*WHAT THE TASK ASKS*. Set down, word for word, the stretch of rows from the line containing "Note. One marker is placed on each instance of the knee" through the line containing "[(77, 18), (273, 14), (228, 74), (100, 209)]", including both of those lines.

....

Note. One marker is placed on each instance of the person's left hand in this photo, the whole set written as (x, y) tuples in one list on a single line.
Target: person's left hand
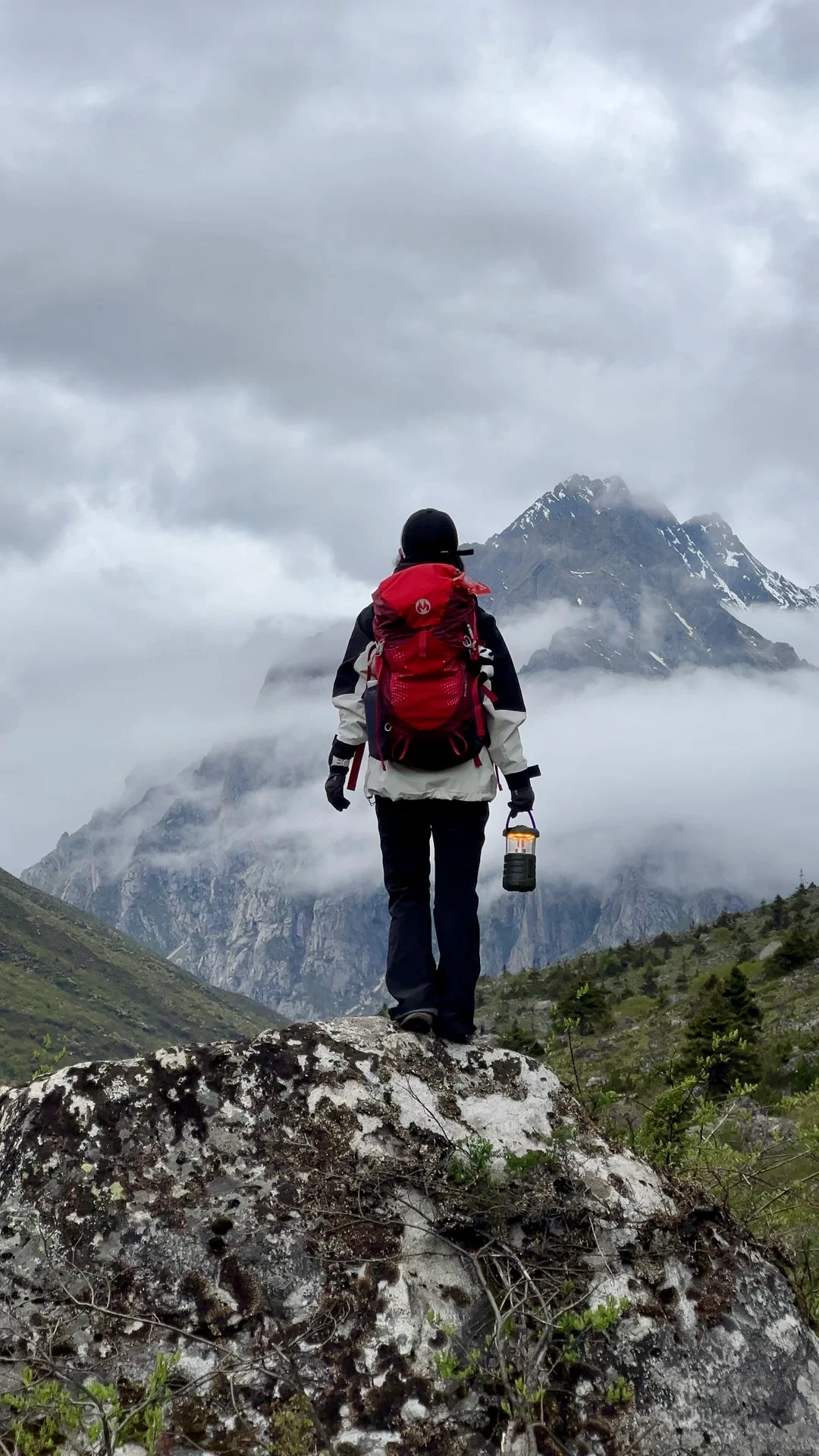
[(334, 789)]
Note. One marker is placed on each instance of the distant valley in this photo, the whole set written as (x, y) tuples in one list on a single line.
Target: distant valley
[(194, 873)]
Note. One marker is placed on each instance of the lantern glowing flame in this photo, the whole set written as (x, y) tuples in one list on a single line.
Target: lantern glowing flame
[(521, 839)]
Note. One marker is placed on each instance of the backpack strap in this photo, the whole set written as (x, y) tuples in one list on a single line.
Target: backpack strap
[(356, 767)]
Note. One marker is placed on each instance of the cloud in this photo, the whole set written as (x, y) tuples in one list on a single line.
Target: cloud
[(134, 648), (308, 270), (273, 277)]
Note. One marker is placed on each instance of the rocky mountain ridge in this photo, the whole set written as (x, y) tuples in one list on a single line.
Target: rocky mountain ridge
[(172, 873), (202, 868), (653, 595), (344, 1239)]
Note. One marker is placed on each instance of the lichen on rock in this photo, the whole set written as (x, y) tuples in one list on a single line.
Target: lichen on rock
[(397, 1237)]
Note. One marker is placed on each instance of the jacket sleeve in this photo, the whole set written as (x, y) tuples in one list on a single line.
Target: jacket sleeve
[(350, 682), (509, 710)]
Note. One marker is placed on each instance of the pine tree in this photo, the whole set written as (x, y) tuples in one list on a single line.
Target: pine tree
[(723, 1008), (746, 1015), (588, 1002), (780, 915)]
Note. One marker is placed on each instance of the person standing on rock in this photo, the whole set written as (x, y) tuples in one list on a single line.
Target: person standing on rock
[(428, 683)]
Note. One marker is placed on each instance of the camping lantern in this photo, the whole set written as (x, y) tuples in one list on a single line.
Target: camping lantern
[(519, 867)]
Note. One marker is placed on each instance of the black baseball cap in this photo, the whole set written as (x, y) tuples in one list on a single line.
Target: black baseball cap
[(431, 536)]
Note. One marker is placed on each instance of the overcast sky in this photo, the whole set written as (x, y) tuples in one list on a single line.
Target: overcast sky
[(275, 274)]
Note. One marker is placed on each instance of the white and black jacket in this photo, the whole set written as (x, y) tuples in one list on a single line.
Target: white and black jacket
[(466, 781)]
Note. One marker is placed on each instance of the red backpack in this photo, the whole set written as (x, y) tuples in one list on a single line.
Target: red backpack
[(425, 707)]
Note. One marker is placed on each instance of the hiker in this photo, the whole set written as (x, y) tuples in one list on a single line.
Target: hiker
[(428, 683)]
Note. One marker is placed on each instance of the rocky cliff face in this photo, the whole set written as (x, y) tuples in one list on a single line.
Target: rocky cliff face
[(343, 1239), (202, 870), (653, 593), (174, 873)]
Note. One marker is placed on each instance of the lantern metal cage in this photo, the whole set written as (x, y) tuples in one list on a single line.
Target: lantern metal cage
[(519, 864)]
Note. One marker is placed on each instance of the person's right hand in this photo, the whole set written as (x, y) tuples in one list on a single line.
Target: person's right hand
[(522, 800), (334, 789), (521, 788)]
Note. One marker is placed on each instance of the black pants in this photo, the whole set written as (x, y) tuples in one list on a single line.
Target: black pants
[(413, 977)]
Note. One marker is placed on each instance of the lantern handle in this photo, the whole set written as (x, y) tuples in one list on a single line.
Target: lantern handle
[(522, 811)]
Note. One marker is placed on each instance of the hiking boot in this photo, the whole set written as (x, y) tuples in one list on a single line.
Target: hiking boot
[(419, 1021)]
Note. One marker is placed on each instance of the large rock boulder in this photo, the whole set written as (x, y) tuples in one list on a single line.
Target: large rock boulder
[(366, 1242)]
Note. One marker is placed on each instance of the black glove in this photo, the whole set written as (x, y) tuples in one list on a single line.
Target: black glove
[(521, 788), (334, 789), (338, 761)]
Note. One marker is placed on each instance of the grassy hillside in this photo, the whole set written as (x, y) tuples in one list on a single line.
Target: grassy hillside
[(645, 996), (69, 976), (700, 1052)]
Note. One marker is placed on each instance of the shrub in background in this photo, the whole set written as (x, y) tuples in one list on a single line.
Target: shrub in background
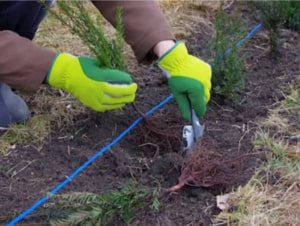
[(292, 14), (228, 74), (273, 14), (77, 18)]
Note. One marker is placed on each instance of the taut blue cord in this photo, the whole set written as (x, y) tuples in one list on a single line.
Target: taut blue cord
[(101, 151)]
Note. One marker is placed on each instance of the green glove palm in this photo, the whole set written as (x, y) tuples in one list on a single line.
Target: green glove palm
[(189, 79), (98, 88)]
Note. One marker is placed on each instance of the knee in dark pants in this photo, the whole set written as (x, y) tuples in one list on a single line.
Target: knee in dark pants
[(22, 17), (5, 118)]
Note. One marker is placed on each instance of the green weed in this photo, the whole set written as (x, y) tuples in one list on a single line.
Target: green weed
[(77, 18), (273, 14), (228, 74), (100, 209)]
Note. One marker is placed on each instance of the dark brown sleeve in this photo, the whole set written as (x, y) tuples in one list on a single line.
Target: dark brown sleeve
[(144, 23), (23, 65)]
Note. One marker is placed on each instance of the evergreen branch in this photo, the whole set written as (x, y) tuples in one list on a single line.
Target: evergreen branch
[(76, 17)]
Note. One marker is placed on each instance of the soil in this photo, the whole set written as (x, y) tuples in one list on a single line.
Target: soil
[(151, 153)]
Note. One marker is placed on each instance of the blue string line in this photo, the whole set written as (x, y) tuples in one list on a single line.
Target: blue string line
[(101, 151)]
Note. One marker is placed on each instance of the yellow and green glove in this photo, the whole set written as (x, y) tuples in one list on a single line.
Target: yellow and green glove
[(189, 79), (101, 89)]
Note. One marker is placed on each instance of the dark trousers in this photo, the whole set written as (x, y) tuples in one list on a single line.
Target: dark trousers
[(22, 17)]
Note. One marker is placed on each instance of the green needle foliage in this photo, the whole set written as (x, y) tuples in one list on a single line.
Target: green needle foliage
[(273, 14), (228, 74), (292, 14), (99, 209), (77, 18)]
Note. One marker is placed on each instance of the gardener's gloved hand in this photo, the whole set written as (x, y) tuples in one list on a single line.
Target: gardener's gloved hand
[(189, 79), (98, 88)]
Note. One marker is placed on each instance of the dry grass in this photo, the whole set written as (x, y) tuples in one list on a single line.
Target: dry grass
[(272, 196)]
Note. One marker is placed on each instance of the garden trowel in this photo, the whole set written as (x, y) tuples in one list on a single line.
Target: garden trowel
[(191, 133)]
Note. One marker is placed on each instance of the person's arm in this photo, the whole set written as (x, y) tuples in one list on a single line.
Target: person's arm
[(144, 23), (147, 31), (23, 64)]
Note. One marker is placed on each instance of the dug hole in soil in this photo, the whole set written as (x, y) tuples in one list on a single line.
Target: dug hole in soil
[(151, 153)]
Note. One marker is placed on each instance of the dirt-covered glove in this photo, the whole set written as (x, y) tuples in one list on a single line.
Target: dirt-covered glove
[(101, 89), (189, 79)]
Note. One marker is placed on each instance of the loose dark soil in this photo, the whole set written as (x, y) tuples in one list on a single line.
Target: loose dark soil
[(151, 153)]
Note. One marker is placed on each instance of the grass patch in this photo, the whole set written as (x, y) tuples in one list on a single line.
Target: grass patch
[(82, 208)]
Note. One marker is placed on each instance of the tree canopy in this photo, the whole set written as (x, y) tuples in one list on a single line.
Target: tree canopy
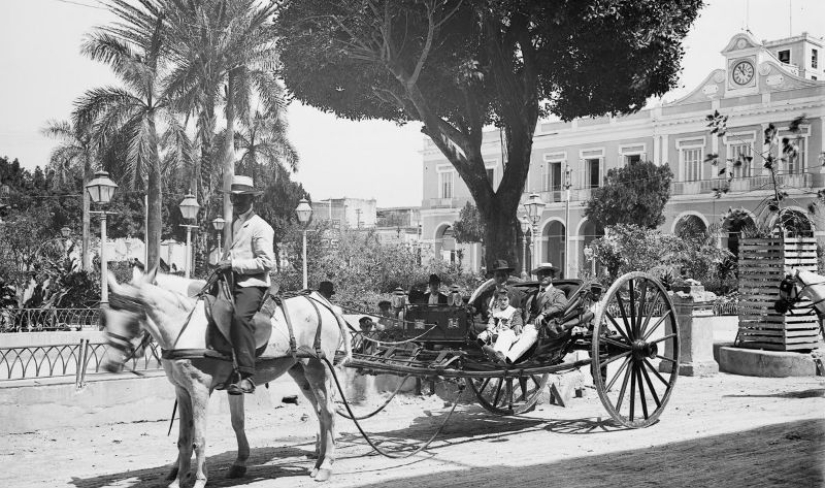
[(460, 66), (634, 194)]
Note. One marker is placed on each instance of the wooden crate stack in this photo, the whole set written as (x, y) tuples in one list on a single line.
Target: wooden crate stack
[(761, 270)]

....

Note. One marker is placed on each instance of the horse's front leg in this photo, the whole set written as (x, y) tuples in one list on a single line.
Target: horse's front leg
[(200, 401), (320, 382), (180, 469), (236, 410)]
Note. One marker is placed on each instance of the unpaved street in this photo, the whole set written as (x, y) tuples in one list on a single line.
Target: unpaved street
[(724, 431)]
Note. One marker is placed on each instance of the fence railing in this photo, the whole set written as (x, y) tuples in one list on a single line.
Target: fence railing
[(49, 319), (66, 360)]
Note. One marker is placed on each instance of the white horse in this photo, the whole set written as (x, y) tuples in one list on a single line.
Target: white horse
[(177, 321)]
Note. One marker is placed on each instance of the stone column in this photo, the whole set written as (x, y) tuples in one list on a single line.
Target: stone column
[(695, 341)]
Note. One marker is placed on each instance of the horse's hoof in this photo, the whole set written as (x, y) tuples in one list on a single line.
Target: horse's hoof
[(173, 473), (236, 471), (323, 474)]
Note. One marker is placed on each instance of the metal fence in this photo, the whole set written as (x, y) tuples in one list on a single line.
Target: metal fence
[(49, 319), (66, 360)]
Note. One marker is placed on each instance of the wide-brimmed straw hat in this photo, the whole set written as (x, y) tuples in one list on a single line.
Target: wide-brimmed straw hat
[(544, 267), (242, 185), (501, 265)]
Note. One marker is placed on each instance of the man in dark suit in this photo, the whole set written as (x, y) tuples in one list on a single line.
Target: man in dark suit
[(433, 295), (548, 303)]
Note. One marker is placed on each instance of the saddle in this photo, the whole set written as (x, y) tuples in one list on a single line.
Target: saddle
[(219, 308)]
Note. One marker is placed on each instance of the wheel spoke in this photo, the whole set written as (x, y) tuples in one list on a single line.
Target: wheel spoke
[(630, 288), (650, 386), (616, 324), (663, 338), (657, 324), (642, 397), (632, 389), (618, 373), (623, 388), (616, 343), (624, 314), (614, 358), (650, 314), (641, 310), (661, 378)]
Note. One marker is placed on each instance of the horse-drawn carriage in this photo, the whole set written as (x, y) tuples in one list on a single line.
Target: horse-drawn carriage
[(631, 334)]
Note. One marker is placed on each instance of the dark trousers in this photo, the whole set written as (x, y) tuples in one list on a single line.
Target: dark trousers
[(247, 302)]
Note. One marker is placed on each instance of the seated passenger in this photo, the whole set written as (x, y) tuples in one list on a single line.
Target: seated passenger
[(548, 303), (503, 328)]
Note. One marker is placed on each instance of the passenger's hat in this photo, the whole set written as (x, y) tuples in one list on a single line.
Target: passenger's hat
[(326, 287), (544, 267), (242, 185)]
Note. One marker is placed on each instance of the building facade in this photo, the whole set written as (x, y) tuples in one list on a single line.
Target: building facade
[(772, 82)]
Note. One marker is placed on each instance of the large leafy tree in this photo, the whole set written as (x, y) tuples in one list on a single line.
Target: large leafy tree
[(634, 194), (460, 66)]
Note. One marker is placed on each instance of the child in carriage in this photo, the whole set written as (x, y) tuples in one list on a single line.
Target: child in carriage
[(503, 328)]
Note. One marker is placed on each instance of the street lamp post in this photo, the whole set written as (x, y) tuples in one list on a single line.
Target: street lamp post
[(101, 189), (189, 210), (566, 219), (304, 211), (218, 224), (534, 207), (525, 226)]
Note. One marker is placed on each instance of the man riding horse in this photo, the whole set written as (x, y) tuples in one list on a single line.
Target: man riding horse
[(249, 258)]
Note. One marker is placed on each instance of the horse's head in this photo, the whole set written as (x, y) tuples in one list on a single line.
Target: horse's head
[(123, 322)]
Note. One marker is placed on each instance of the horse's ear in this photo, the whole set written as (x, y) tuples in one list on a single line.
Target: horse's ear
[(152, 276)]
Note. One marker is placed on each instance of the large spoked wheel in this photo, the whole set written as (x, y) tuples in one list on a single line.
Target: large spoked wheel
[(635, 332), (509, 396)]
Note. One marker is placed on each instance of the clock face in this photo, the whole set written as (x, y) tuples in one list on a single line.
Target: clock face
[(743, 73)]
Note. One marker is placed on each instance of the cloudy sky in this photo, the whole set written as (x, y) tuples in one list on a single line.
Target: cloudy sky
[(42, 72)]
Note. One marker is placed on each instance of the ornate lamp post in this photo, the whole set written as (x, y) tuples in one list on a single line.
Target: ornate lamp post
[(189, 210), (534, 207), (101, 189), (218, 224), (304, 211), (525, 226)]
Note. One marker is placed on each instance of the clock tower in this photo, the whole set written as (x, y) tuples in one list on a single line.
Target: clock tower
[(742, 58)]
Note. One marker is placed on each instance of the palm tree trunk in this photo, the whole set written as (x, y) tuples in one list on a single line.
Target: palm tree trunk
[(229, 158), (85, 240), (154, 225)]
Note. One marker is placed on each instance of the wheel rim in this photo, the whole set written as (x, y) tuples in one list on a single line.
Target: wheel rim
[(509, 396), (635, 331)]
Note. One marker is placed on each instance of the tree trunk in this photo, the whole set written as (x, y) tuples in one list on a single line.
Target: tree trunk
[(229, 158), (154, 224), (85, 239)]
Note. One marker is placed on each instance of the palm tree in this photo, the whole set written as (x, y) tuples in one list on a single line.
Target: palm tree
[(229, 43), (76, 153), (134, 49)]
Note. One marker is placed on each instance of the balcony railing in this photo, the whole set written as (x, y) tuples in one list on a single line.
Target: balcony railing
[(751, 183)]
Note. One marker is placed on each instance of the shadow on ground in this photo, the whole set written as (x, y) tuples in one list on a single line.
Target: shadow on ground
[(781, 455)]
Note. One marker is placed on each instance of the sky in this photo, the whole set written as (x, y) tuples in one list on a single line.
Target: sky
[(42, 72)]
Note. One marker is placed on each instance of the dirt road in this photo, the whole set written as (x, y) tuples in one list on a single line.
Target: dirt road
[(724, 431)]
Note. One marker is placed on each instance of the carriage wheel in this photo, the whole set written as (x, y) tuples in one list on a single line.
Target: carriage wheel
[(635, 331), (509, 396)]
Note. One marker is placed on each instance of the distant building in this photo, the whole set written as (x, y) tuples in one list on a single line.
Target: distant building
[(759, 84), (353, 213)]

....

*ANSWER*.
Note. One marker is placed on each instance of the knee in dark pants in this photo, the whole set written as (x, y) tuples in one list on a single line.
Target: knee in dark pants
[(22, 17), (5, 118)]
Note. One marker is placed on each instance of the green weed in this photo, the whole set written as (x, y) tuples in one list on a single line.
Target: green weed
[(77, 18), (273, 14), (228, 74), (100, 209)]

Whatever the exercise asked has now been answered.